**PASSAGE SHOWN:**
6.3 Explore what we don’t know
Uncertainty is inevitable and while this makes it impossible to know exactly what the future might hold, foresight methods can help us navigate that uncertainty and identify threats and opportunities. The future is open to change; it can be shaped to achieve better outcomes.
Horizon scanning looks for weak signals of change which start off as background noise, or are new and surprising, but may become part of a significant pattern if connected with other information or viewed through a different lens. Identifying weak signals can help us respond to emerging issues faster. It also allows us to prepare for possible disruptive events.
6.4 Pathways
The GOS Futures Toolkit sets out 7 pathways designed to meet the most common needs of policymakers and describes the combinations of tools used in each pathway.
The pathways are:
- Building Futures intelligence when scoping a future challenge
- Creating a shared vision of future success
- Testing policy options with Futures scenarios under time constraints
- Testing policy options with Futures scenarios
- Exploring dynamics of change to understand alternative ways that policy might develop
- Identifying gaps in your knowledge about what will be important in the future, in order to prioritise areas for further enquiry
- Rigorous Futures process to inform strategic policy challenges
6.5 Going further – foresight tools and methods
There are well-developed methods for thinking about the future in a structured way. The methods vary in terms of the knowledge, skills and resources required. Some are straightforward, like a simple horizon scanning exercise, others require in-depth Futures knowledge like GOS Foresight projects and other work featured in this cross-government Futures resources collection page.

[Records]
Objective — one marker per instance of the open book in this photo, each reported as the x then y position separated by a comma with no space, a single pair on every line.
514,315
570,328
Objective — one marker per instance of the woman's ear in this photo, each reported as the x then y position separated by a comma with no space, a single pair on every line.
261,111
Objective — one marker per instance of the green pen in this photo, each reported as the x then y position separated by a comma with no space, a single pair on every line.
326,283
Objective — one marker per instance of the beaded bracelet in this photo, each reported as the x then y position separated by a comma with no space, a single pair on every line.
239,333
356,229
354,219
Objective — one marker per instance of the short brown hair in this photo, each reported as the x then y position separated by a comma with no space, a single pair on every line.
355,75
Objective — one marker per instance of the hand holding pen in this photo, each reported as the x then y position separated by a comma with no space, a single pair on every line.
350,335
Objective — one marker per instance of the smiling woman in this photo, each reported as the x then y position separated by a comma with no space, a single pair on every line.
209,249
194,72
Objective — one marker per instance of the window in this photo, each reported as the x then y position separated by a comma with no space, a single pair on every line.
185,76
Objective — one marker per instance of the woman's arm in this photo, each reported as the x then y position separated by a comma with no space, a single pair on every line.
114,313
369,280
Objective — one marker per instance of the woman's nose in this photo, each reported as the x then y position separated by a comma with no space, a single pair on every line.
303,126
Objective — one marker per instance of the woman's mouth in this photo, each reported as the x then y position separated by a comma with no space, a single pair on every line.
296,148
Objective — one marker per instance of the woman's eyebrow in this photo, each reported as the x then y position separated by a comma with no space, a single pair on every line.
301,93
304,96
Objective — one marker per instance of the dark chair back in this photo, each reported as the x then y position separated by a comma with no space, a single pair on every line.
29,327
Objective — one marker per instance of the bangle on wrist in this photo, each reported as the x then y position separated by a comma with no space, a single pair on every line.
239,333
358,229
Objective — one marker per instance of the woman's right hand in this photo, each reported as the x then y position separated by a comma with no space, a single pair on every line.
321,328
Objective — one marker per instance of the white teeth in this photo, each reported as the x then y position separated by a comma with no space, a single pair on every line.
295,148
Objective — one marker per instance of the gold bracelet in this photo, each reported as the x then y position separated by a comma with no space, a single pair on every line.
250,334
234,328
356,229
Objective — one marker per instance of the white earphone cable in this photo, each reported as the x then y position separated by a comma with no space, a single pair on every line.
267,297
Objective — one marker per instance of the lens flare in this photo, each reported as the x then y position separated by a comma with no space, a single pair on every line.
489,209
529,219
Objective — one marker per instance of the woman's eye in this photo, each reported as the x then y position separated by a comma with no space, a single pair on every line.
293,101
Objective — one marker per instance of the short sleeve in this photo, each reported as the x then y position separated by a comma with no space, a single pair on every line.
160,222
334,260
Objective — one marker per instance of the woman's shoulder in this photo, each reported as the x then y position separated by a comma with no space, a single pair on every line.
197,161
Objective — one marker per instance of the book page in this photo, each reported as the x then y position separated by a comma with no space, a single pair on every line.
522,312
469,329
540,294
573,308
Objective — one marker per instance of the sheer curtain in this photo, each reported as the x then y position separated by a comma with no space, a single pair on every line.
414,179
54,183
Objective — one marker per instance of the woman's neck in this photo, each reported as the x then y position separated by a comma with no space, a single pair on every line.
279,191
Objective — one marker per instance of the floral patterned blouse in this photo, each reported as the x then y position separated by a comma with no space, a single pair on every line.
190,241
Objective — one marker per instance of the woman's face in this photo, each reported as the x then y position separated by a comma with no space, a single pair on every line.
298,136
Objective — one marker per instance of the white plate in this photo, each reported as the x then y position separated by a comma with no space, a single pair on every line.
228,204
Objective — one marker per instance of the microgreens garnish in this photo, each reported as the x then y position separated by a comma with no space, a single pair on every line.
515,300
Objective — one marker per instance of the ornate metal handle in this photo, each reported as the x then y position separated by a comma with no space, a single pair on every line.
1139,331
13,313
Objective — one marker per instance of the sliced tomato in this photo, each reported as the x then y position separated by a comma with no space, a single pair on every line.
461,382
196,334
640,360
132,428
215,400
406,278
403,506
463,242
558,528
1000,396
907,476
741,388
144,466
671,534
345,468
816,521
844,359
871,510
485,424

**REQUIRED TASKS:**
a) According to the foresight passage, what does horizon scanning look for?
b) Write the next part of the foresight passage, picking up after its final sentence.

**FINAL ANSWERS:**
a) Horizon scanning looks for weak signals of change.

b)
The approach you take should be based on a clear understanding of the question you want to explore and how far ahead you want to look. The GOS Futures Toolkit will support you in using foresight methods. It provides information on what the core tools and techniques are and how and when to use them.
6.6 The toolkit features:
1. Tools
An introduction to various tools you can use from gathering intelligence to testing your ideas and policy recommendations.
2. Pathways
How tools can combine to meet project needs and answer your Futures question.
3. Supporting Material
Practical resources to use in Futures exercises, including facilitator templates, worksheets and exemplar material.
4. Case Studies
So you can learn how others have used Futures thinking to address their policy challenges and develop future-focused responses.
5. Inspiration
On how you can incorporate experiential Futures techniques to your projects and include a wide range of perspectives.
If what you need is beyond your capacity to deliver, or particularly complex, you can commission the services of commercial providers via the Futures Procurement Framework. This consists of 35 suppliers capable of supporting a range of government departments and public bodies to help them think about the future.
6.7 Example of a Futures tool: exploratory scenarios
- Exploratory scenarios describe plausible future worlds.
- Scenarios should be developed collaboratively and incorporate knowledge about current and future trends.
- A scenario matrix (see below) is created with two axes of uncertainty which act as the framework. More axes can be used for more nuanced scenarios.
- Understanding how policies or strategies fare under different scenarios can help make them more robust to future change.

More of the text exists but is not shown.